START SOURCE EXTRACT

I need a language detection script. I tried Textblob library which right now give me the two letter abbreviation of the language. How can I get the complete language expansion?
This detects the language with two letter abbreviation of the language
from textblob import TextBlob
b = TextBlob("cómo estás")
language = b.detect_language()
print(language)
Actual Results : es
Expected Results : Spanish
I have the list of language and their abbreviation from this link
https://developers.google.com/admin-sdk/directory/v1/languages
The code you're using gives you a two-letter abbreviation that conforms to the ISO 639-2
international protocol. You could look up a list of these correspondences (e.g. this page and rig up a method to just input one and output the other, but given you're programming in python, someone's already done that for you.

END SOURCE EXTRACT
START DATA LINES

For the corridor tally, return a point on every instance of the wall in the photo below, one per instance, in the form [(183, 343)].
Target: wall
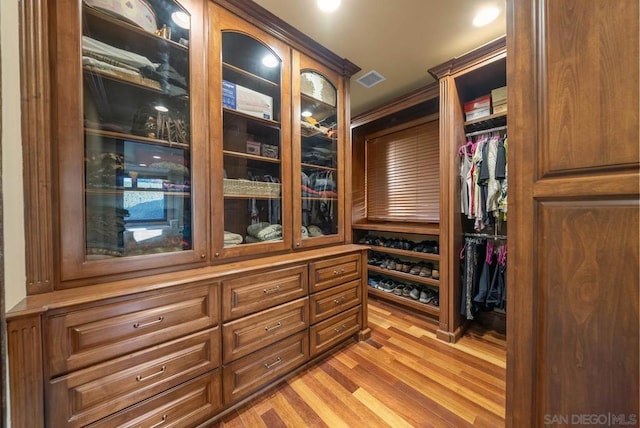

END DATA LINES
START DATA LINES

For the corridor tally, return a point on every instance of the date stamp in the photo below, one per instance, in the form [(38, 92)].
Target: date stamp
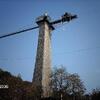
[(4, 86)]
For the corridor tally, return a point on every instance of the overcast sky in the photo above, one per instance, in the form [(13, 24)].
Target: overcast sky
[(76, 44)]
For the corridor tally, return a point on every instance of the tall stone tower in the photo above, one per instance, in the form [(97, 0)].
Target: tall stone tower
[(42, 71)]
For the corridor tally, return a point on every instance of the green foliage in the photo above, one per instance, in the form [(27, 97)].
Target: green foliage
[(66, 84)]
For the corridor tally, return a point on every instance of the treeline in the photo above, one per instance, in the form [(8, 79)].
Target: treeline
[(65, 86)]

END DATA LINES
START DATA LINES

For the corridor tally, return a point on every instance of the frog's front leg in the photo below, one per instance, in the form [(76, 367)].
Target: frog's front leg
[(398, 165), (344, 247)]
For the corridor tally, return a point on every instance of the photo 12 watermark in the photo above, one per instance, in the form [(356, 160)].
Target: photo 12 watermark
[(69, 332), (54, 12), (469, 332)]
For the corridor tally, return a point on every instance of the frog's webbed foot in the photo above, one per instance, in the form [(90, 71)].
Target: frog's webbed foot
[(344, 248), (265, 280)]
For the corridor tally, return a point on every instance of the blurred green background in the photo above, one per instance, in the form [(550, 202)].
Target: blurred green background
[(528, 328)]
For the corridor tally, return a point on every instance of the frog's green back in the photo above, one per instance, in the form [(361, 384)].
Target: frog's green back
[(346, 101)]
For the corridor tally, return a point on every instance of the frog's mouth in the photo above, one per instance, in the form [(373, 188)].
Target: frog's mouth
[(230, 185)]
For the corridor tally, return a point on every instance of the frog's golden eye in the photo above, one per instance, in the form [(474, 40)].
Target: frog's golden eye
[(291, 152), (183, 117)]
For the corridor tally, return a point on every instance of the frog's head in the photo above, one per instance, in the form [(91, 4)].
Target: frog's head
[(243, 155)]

END DATA LINES

* SHORT TASK *
Pick up the Python language-detection thread above where it stops, and continue it after its last sentence.

* RESPONSE TO THE EXERCISE *
I recommend pycountry
- a general-purpose library for this type of task that also contains a number of other standards. Example of using it for this problem:
from textblob import TextBlob
import pycountry
b = TextBlob("நீங்கள் எப்படி இருக்கிறீர்கள்")
iso_code = b.detect_language()
# iso_code = "ta"
language = pycountry.languages.get(alpha_2=iso_code)
# language = Language(alpha_2='ta', alpha_3='tam', name='Tamil', scope='I', type='L')
print(language.name)
and that prints Tamil
, as expected. Same works for Spanish:
>>> pycountry.languages.get(alpha_2='es').name
'Spanish'
and probably most other languages you'll encounter in whatever it is you're doing..